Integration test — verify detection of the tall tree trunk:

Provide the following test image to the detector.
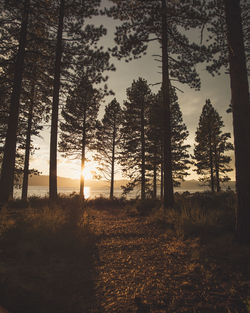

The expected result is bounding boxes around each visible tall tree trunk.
[224,0,250,242]
[161,0,174,210]
[110,117,116,199]
[153,155,157,199]
[215,151,221,192]
[141,99,146,200]
[208,129,214,192]
[160,143,164,200]
[0,0,30,202]
[80,107,86,200]
[49,0,64,202]
[22,74,35,200]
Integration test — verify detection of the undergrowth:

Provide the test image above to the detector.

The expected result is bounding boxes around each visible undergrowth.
[0,199,96,313]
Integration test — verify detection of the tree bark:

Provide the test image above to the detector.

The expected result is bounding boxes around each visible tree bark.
[215,150,221,192]
[0,0,30,202]
[224,0,250,242]
[208,129,214,192]
[153,156,157,199]
[110,116,116,199]
[22,74,36,201]
[161,0,174,210]
[141,100,146,200]
[80,107,86,200]
[49,0,64,202]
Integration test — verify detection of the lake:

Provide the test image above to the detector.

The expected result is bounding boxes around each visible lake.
[14,186,209,199]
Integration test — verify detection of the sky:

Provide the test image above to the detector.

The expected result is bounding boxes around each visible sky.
[30,0,235,180]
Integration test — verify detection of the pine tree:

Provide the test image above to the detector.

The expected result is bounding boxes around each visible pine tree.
[106,0,207,208]
[201,0,250,242]
[119,78,152,200]
[194,99,233,192]
[170,88,191,186]
[49,0,113,202]
[59,77,102,198]
[93,99,122,199]
[149,88,191,197]
[0,0,30,202]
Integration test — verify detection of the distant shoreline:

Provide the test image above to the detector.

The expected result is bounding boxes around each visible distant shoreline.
[26,175,235,191]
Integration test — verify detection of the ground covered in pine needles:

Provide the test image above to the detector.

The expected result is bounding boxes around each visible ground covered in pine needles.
[0,194,250,313]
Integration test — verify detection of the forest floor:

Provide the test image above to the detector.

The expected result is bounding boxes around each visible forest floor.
[90,206,250,313]
[0,200,250,313]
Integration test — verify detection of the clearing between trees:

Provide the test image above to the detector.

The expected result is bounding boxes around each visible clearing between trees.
[0,198,250,313]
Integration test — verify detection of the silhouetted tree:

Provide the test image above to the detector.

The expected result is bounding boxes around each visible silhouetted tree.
[206,0,250,242]
[194,99,233,192]
[59,77,102,198]
[119,78,152,200]
[0,0,30,202]
[93,99,122,199]
[49,0,113,201]
[149,88,191,197]
[106,0,209,208]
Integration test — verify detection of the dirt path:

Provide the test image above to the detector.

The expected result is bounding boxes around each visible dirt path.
[90,207,197,312]
[89,207,247,313]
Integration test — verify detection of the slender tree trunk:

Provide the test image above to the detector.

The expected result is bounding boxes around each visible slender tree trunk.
[161,0,174,210]
[80,107,86,200]
[110,117,116,199]
[224,0,250,242]
[153,155,157,199]
[215,151,221,192]
[141,99,146,200]
[22,76,35,200]
[160,143,164,200]
[49,0,64,202]
[0,0,30,202]
[208,130,214,192]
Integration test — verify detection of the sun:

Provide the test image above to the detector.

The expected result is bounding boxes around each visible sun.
[82,167,93,180]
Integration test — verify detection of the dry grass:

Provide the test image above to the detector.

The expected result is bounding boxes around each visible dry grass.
[0,199,95,313]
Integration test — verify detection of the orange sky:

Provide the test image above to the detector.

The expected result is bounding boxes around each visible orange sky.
[30,0,234,180]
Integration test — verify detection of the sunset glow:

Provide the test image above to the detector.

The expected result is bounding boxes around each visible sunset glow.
[82,166,93,180]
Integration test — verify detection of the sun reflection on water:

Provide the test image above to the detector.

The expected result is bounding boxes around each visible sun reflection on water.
[84,187,90,199]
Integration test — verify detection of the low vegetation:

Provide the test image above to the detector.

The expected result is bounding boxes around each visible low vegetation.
[0,198,96,313]
[0,192,250,313]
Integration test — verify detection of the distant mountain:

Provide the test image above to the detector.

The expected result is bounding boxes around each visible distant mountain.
[29,175,127,188]
[177,179,235,190]
[29,175,235,191]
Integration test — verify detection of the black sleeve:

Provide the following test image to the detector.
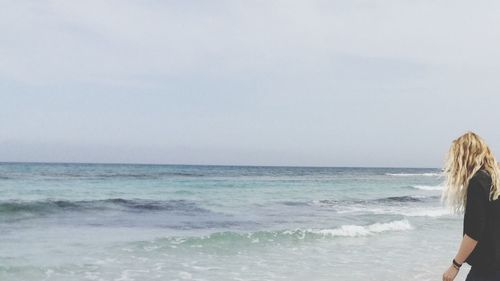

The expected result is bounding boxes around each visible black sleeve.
[464,177,487,241]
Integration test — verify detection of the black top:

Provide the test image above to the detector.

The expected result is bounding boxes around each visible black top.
[463,169,500,270]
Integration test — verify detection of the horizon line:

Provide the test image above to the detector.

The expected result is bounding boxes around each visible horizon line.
[0,161,441,169]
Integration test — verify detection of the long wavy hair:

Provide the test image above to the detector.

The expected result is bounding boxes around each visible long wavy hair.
[441,131,500,213]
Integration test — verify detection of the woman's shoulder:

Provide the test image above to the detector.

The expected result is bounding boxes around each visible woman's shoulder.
[468,169,491,194]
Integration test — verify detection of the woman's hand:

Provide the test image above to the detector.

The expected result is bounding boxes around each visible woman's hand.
[443,265,458,281]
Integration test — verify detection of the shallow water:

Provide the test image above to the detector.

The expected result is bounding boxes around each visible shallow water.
[0,164,468,281]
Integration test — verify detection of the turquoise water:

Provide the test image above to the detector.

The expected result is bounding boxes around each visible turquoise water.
[0,163,468,281]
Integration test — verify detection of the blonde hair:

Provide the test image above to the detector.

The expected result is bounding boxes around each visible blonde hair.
[441,131,500,213]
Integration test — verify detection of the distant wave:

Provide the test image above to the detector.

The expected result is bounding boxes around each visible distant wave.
[385,173,442,177]
[34,172,205,179]
[0,198,208,216]
[306,195,439,206]
[410,185,443,190]
[148,219,413,246]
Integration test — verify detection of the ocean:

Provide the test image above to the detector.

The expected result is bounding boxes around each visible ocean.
[0,163,469,281]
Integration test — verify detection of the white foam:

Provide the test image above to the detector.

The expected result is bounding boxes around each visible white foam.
[385,173,442,177]
[309,219,413,237]
[411,185,443,190]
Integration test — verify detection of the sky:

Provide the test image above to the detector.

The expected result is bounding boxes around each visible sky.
[0,0,500,167]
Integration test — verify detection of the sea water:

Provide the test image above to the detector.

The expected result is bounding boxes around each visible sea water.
[0,163,469,281]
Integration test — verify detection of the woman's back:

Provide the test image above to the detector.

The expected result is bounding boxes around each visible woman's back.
[463,169,500,271]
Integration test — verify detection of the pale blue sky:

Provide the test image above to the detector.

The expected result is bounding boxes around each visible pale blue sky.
[0,0,500,167]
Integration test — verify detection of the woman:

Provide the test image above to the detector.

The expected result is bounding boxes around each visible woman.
[441,132,500,281]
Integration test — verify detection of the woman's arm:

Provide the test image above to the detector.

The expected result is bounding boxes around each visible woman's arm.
[455,234,477,264]
[443,234,477,281]
[443,177,486,281]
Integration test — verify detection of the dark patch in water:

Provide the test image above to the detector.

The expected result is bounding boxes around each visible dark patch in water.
[0,198,210,216]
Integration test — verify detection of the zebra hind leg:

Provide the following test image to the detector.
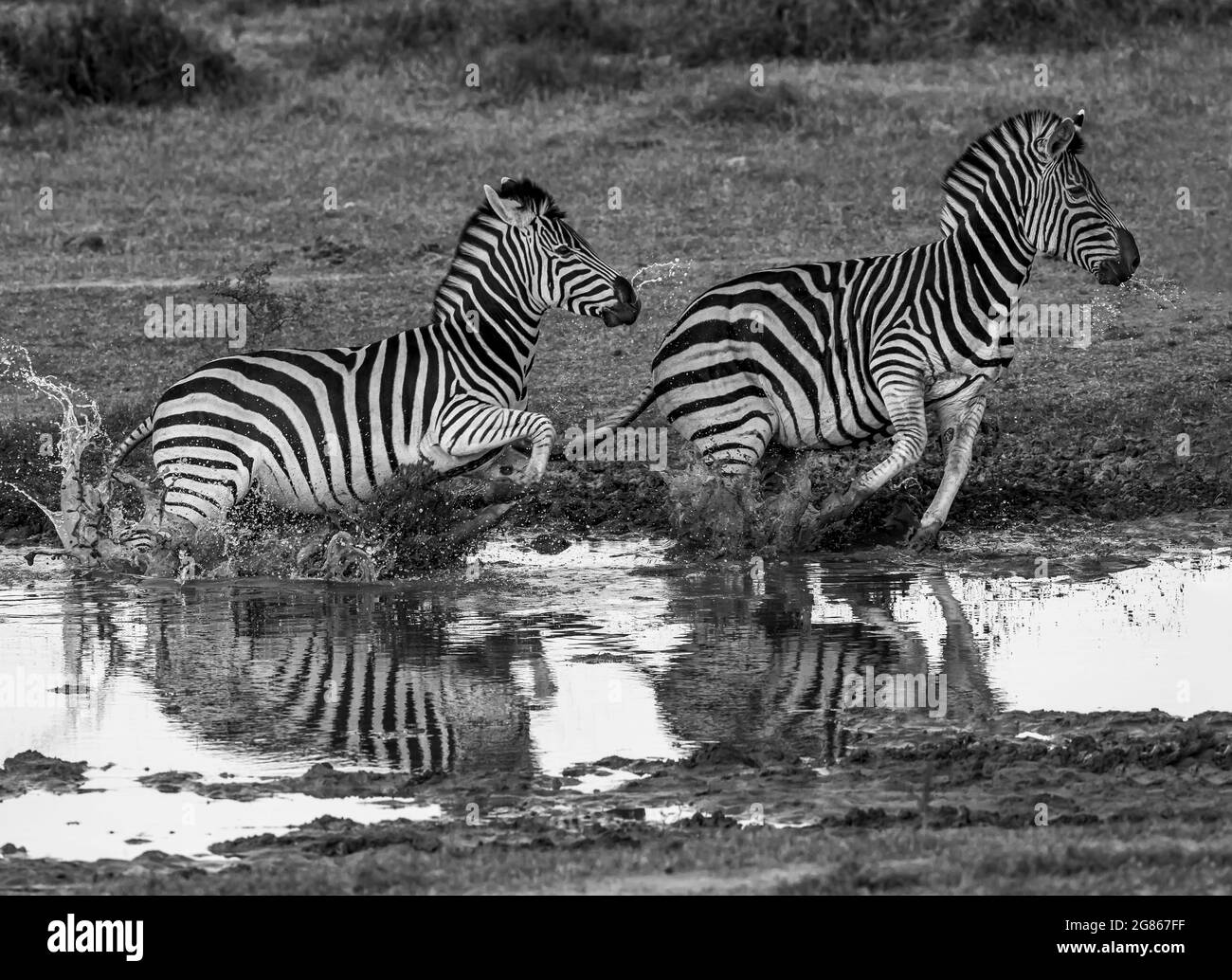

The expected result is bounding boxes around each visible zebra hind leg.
[816,383,928,537]
[664,411,772,553]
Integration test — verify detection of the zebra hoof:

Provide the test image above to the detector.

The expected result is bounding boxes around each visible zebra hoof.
[483,480,527,504]
[817,493,853,528]
[903,524,941,553]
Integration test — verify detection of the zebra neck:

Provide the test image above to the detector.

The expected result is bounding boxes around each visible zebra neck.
[435,307,539,406]
[939,209,1035,317]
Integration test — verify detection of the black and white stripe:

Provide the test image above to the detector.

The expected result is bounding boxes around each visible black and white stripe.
[573,111,1138,545]
[111,177,638,526]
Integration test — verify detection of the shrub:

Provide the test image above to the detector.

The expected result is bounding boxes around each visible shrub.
[0,0,242,105]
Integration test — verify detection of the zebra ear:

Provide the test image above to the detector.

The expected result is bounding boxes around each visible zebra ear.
[1047,119,1078,160]
[483,184,534,228]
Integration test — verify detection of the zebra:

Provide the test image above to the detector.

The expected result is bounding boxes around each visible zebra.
[567,110,1138,550]
[106,177,641,540]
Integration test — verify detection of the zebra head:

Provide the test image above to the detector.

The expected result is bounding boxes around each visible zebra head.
[483,177,642,327]
[1024,110,1138,286]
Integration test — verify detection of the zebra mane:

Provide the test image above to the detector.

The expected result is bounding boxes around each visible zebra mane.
[426,177,564,325]
[941,108,1084,234]
[475,177,564,220]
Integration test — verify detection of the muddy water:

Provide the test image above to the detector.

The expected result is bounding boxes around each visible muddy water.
[0,540,1232,858]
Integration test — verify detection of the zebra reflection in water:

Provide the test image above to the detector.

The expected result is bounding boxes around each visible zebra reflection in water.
[55,566,1001,771]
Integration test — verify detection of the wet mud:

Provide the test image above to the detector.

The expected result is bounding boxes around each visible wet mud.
[0,711,1232,893]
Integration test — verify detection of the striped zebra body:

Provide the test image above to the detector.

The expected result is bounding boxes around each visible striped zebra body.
[581,111,1138,547]
[111,179,638,537]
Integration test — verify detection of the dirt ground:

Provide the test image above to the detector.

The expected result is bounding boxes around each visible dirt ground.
[0,711,1232,895]
[0,9,1232,895]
----
§ Set task:
Rescale the data from its first line through the line containing "[0,199,96,313]", both included, reproducing only those lines, requests included, with every bounding-box coordinate in the answers multiplied by 0.8 and rounded to a whole number, halves rounded up. Omit the pictures.

§ Response below:
Integration test — verify detection of the tall tree trunk:

Provide the following test image to the detector.

The expected result is bounding boxes around each visible tall tree trunk.
[179,0,200,194]
[129,0,139,168]
[88,94,93,159]
[122,124,126,159]
[172,121,177,154]
[113,79,117,160]
[166,103,171,154]
[128,114,131,160]
[0,0,24,162]
[64,86,69,160]
[39,0,51,162]
[18,59,28,160]
Integration test — verify detection of the undergrowth:

Provide the test image above to the detector.

The expected result is bounding boxes around each visible undergrowth.
[0,159,77,250]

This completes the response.